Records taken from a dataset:
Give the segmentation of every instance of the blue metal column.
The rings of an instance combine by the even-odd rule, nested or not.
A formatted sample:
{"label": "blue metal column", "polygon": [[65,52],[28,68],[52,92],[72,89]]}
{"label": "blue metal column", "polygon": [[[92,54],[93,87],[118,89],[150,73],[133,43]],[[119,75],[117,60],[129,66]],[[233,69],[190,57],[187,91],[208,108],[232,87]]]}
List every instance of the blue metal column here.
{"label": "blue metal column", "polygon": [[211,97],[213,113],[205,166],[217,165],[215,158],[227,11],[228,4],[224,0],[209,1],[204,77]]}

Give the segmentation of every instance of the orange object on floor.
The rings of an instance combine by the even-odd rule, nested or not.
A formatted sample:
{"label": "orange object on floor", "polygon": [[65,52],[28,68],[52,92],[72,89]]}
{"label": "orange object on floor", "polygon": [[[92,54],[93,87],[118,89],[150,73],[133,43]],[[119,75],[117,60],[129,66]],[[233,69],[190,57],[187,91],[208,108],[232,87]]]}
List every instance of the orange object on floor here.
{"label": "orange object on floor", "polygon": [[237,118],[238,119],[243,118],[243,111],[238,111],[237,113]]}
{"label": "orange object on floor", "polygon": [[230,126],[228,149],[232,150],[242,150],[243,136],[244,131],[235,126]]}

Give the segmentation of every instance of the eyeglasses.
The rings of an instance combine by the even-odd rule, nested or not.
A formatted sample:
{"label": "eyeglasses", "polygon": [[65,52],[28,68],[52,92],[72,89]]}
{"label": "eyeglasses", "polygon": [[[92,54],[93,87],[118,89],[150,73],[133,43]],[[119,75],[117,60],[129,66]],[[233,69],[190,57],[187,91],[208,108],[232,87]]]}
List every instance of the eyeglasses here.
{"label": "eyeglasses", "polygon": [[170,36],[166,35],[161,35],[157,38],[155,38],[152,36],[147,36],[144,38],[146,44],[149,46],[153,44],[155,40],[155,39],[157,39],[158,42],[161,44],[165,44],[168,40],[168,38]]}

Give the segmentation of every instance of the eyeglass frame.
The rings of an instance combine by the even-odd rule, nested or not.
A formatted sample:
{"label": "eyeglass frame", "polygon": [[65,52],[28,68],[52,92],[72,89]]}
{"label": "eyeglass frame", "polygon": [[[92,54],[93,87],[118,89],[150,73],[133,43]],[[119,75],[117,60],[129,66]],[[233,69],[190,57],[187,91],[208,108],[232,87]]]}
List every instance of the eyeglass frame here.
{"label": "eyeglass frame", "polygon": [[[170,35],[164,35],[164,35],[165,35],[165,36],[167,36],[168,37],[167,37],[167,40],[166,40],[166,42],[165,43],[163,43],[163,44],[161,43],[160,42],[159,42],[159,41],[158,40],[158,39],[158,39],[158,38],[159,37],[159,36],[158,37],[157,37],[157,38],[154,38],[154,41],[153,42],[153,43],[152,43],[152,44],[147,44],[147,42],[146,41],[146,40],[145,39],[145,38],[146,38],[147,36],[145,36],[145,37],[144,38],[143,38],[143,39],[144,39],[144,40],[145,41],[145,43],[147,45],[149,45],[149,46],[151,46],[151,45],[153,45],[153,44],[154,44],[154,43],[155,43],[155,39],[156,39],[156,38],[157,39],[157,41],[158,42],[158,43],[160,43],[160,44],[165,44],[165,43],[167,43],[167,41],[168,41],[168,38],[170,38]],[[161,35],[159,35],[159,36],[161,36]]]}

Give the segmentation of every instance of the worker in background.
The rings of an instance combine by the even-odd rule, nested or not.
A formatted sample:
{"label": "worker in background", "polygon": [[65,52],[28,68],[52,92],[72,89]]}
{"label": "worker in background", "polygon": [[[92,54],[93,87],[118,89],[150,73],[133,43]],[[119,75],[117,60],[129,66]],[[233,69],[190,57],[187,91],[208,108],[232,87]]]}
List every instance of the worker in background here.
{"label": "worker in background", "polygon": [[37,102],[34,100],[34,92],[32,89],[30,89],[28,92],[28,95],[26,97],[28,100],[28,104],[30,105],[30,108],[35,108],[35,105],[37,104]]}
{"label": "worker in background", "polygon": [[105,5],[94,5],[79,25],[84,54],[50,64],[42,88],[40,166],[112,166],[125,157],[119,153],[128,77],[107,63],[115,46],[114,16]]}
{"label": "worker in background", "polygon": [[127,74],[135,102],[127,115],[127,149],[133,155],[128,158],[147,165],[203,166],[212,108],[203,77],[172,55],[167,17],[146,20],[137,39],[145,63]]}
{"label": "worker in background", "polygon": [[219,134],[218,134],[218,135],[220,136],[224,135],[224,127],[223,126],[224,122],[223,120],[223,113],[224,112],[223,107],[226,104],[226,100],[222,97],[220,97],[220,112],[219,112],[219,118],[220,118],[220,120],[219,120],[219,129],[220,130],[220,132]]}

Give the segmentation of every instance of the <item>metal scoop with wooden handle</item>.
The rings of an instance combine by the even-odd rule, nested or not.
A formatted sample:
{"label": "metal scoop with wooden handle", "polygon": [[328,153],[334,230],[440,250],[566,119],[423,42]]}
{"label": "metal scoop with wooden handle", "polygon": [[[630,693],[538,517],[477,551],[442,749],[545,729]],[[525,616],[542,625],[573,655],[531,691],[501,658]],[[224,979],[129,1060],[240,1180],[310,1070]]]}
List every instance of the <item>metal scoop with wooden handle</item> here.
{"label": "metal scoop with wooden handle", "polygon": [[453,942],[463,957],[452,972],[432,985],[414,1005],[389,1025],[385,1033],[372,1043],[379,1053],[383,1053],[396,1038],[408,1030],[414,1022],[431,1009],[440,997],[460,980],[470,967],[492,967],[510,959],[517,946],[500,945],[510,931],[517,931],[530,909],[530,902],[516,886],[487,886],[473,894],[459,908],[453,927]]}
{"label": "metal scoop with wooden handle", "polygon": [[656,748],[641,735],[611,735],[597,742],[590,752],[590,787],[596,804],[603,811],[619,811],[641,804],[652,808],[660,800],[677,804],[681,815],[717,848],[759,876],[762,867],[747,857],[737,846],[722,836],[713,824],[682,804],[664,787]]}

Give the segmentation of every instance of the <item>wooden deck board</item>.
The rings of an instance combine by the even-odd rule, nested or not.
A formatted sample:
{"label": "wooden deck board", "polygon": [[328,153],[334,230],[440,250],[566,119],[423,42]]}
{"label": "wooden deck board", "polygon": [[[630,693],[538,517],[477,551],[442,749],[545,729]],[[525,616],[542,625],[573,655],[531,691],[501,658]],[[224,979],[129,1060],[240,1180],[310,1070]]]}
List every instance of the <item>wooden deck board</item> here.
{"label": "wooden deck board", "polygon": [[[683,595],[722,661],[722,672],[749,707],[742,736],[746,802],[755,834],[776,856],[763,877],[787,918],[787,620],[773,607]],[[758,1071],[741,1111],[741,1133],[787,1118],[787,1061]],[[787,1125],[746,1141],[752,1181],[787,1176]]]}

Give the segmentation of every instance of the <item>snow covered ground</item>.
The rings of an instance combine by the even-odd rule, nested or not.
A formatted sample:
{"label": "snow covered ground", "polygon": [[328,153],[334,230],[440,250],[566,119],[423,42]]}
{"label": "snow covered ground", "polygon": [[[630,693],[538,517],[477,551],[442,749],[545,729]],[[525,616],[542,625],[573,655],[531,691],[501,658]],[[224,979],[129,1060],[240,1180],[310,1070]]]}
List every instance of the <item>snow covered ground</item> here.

Problem to solve: Copy out all of the material above line for line, keeping every character as it is.

Worked answer:
Give the segmentation of every instance of the blue metal column.
The rings of an instance combine by the even-odd rule, nested or not.
A formatted sample:
{"label": "blue metal column", "polygon": [[65,52],[28,68],[52,92],[72,89]]}
{"label": "blue metal column", "polygon": [[[92,54],[93,87],[118,89],[150,73],[133,43]],[[119,75],[117,60],[129,66]],[[233,69],[190,57],[187,91],[208,108],[232,87]]]}
List every instance of the blue metal column here.
{"label": "blue metal column", "polygon": [[211,97],[213,113],[205,166],[217,165],[215,158],[227,11],[228,4],[224,0],[209,1],[204,77]]}

Give the segmentation of every instance of the orange object on floor.
The rings of an instance combine by the even-odd rule, nested or not.
A formatted sample:
{"label": "orange object on floor", "polygon": [[65,52],[28,68],[52,92],[72,89]]}
{"label": "orange object on floor", "polygon": [[[92,54],[93,87],[118,89],[150,73],[133,43]],[[119,75],[117,60],[129,66]],[[233,69],[190,57],[187,91],[208,108],[232,87]]]}
List every instance of the orange object on floor here.
{"label": "orange object on floor", "polygon": [[237,118],[238,119],[243,118],[243,111],[238,111],[237,113]]}
{"label": "orange object on floor", "polygon": [[230,126],[228,149],[232,150],[242,150],[243,136],[244,131],[235,126]]}

Give the segmentation of every instance of the eyeglasses.
The rings of an instance combine by the even-odd rule, nested or not.
A formatted sample:
{"label": "eyeglasses", "polygon": [[65,52],[28,68],[52,92],[72,89]]}
{"label": "eyeglasses", "polygon": [[[92,54],[93,87],[118,89],[150,73],[133,43]],[[119,75],[117,60],[129,66]],[[233,69],[190,57],[187,91],[208,108],[232,87]]]}
List every instance of the eyeglasses here.
{"label": "eyeglasses", "polygon": [[170,36],[166,35],[161,35],[157,38],[155,38],[152,36],[147,36],[144,38],[146,44],[149,46],[153,44],[155,40],[155,39],[157,39],[158,42],[161,44],[165,44],[168,40],[168,38]]}

Give the segmentation of every instance of the eyeglass frame.
The rings of an instance combine by the even-odd rule, nested or not.
A formatted sample:
{"label": "eyeglass frame", "polygon": [[65,52],[28,68],[52,92],[72,89]]}
{"label": "eyeglass frame", "polygon": [[[92,54],[93,87],[118,89],[150,73],[133,43]],[[119,75],[117,60],[129,66]],[[233,69],[190,57],[187,91],[208,108],[232,87]]]}
List every instance of the eyeglass frame here.
{"label": "eyeglass frame", "polygon": [[[170,35],[164,35],[164,35],[165,35],[165,36],[167,36],[168,37],[167,37],[167,40],[166,40],[166,42],[165,43],[163,43],[163,44],[161,43],[160,42],[159,42],[159,41],[158,40],[158,39],[158,39],[158,38],[159,37],[159,36],[158,37],[157,37],[157,38],[154,38],[154,41],[153,42],[153,43],[152,43],[152,44],[147,44],[147,42],[146,41],[146,40],[145,39],[145,38],[146,38],[147,36],[145,36],[145,37],[144,38],[143,38],[143,39],[144,39],[144,40],[145,41],[145,43],[147,45],[149,45],[149,46],[151,46],[151,45],[153,45],[153,44],[154,44],[154,43],[155,43],[155,39],[156,39],[156,38],[157,39],[157,41],[158,42],[158,43],[160,43],[160,44],[165,44],[165,43],[167,43],[167,41],[168,41],[168,38],[170,38]],[[161,35],[159,35],[159,36],[161,36]]]}

Give the segmentation of every instance of the worker in background.
The rings of an instance combine by the even-odd rule, nested or not.
A formatted sample:
{"label": "worker in background", "polygon": [[65,52],[28,68],[52,92],[72,89]]}
{"label": "worker in background", "polygon": [[[92,54],[93,87],[118,89],[150,73],[133,43]],[[119,75],[117,60],[129,66]],[[233,69],[190,57],[187,91],[208,108],[232,87]]]}
List every instance of the worker in background here.
{"label": "worker in background", "polygon": [[37,102],[34,100],[34,92],[32,89],[30,89],[28,92],[28,95],[26,97],[28,100],[28,104],[30,105],[30,108],[35,108],[35,105],[37,104]]}
{"label": "worker in background", "polygon": [[105,5],[94,5],[79,25],[84,54],[50,64],[42,88],[40,166],[112,166],[125,157],[119,153],[128,77],[107,63],[115,46],[114,16]]}
{"label": "worker in background", "polygon": [[127,74],[135,102],[127,115],[127,149],[133,155],[128,158],[147,165],[203,166],[212,108],[203,77],[172,55],[167,17],[146,20],[137,39],[145,63]]}
{"label": "worker in background", "polygon": [[219,134],[218,134],[218,135],[220,136],[224,135],[224,127],[223,126],[224,122],[223,120],[223,113],[224,112],[223,107],[226,104],[226,100],[222,97],[220,97],[220,112],[219,112],[219,118],[220,118],[220,120],[219,120],[219,129],[220,130],[220,132]]}

Give the segmentation of every instance of the <item>metal scoop with wooden handle</item>.
The rings of an instance combine by the even-odd rule, nested or not.
A formatted sample:
{"label": "metal scoop with wooden handle", "polygon": [[328,153],[334,230],[440,250],[566,119],[423,42]]}
{"label": "metal scoop with wooden handle", "polygon": [[[630,693],[538,517],[477,551],[442,749],[545,729]],[[525,616],[542,625],[573,655],[531,691],[501,658]],[[224,979],[129,1060],[240,1180],[310,1070]]]}
List every instance of the <item>metal scoop with wooden handle</item> here.
{"label": "metal scoop with wooden handle", "polygon": [[453,942],[463,957],[452,972],[432,985],[414,1005],[389,1025],[385,1033],[372,1043],[379,1053],[383,1053],[396,1038],[408,1030],[414,1022],[431,1009],[440,997],[460,980],[470,967],[492,967],[510,959],[517,946],[500,945],[510,931],[517,931],[530,909],[530,902],[516,886],[487,886],[473,894],[459,908],[453,927]]}
{"label": "metal scoop with wooden handle", "polygon": [[656,748],[641,735],[611,735],[597,742],[590,752],[590,787],[596,804],[603,811],[619,811],[641,804],[652,808],[660,800],[677,804],[681,815],[717,848],[759,876],[762,867],[747,857],[737,846],[722,836],[713,824],[682,804],[664,787]]}

Give the segmentation of every instance of the <item>wooden deck board</item>.
The rings of an instance combine by the even-odd rule, nested or not.
A formatted sample:
{"label": "wooden deck board", "polygon": [[328,153],[334,230],[440,250],[566,119],[423,42]]}
{"label": "wooden deck board", "polygon": [[[630,693],[538,517],[477,551],[442,749],[545,729]],[[525,616],[542,625],[573,655],[531,691],[501,658]],[[224,979],[129,1060],[240,1180],[310,1070]]]}
List every instance of the <item>wooden deck board</item> here.
{"label": "wooden deck board", "polygon": [[[683,595],[722,661],[722,672],[749,707],[742,736],[746,802],[755,834],[776,856],[763,877],[787,918],[787,620],[773,607]],[[758,1071],[741,1111],[741,1133],[787,1118],[787,1061]],[[787,1125],[746,1141],[752,1181],[787,1176]]]}

Give the segmentation of every instance of the <item>snow covered ground</item>.
The rings of an instance combine by the even-odd rule, nested or not.
A formatted sample:
{"label": "snow covered ground", "polygon": [[328,153],[334,230],[440,250],[566,119],[423,42]]}
{"label": "snow covered ground", "polygon": [[[630,693],[538,517],[477,551],[442,749],[545,729]],[[525,616],[542,625],[573,655],[531,691],[501,658]],[[224,979],[129,1060],[240,1180],[310,1070]]]}
List every instance of the <item>snow covered ground</item> here.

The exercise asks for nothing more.